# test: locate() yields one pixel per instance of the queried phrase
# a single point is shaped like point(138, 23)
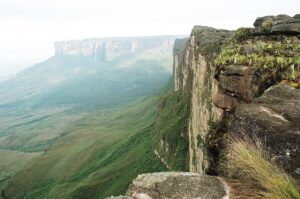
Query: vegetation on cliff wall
point(96, 158)
point(276, 58)
point(171, 128)
point(258, 177)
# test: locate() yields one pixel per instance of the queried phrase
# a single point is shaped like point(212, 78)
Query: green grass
point(97, 157)
point(261, 178)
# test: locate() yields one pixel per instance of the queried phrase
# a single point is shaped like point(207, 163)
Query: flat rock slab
point(177, 185)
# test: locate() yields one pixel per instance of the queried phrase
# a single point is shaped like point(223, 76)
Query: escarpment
point(258, 76)
point(195, 79)
point(108, 49)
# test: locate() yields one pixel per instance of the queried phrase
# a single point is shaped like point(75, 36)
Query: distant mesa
point(107, 49)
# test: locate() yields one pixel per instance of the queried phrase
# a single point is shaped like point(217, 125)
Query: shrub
point(248, 162)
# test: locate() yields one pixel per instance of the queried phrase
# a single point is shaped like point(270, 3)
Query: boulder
point(280, 24)
point(275, 119)
point(178, 185)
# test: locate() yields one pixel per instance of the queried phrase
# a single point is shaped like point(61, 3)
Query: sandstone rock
point(236, 83)
point(274, 117)
point(280, 24)
point(179, 185)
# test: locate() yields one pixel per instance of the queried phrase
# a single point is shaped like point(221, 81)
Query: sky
point(28, 28)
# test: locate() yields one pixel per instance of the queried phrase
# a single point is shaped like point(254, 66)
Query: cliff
point(231, 86)
point(194, 77)
point(107, 49)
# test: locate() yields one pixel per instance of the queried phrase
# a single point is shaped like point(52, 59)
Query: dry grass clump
point(259, 177)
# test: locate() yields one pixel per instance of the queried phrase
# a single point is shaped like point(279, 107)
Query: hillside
point(74, 96)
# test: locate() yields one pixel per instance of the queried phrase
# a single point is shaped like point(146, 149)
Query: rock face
point(107, 49)
point(245, 71)
point(216, 81)
point(193, 75)
point(274, 118)
point(277, 25)
point(178, 50)
point(177, 185)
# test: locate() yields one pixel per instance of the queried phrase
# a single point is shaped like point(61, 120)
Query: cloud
point(28, 28)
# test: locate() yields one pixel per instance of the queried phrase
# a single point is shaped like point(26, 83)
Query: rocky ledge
point(176, 185)
point(274, 118)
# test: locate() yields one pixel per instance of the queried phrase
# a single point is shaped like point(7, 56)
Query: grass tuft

+ + + + + + +

Rewrite the data above from its first line through the line that contains "point(179, 185)", both included. Shift every coordinate in the answer points up by 3, keep all other lines unchanged, and leave the pictures out.

Response to the task
# test: locate() yields one pixel per instance of the queried phrase
# a single point is shaped like point(138, 23)
Query: vegetation on cliff wall
point(99, 161)
point(279, 61)
point(174, 131)
point(261, 180)
# test: locate() yields one pixel per instance of the queried phrase
# a single point is shaped like point(212, 78)
Query: green grass
point(100, 160)
point(264, 181)
# test: locate() yields one pixel per instance of the queried phrase
# a single point is shaped like point(207, 163)
Query: flat rock slab
point(180, 188)
# test: locate() yields one pixel per instance of the queried phrase
# a single point is shaped like point(223, 76)
Query: escarpment
point(261, 79)
point(198, 82)
point(111, 52)
# test: locate() yields one pixel per instance of the queried phrase
# a single point is shaped like point(75, 36)
Query: distant mesa
point(110, 52)
# test: locate() yields one pixel per instance of the queried phrase
# a single point is shaped like point(217, 125)
Query: shrub
point(251, 165)
# test: locate() yields one pixel per instance of the queried phrase
# a single point is shaped like point(270, 3)
Query: boulder
point(283, 27)
point(278, 122)
point(181, 188)
# test: locate() yields one pixel per instance of the queried phrase
# a single point is shaped like point(61, 3)
Query: sandstone rock
point(239, 86)
point(277, 120)
point(283, 27)
point(182, 188)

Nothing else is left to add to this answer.